TASK GOAL: Could you put each line of the records below into a Markdown table with the columns Row and Line, numbering the rows and skipping any blank lines?

DATA ROWS:
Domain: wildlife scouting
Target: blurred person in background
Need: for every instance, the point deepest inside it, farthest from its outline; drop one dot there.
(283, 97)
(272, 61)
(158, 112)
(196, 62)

ANSWER TO THE TASK:
| Row | Line |
|---|---|
| 1 | Domain: wildlife scouting |
| 2 | Target: blurred person in background |
| 3 | Need: for every instance, the point deepest inside it, farthest from its outline; drop one dot there. |
| 4 | (283, 97) |
| 5 | (272, 61) |
| 6 | (158, 112) |
| 7 | (196, 62) |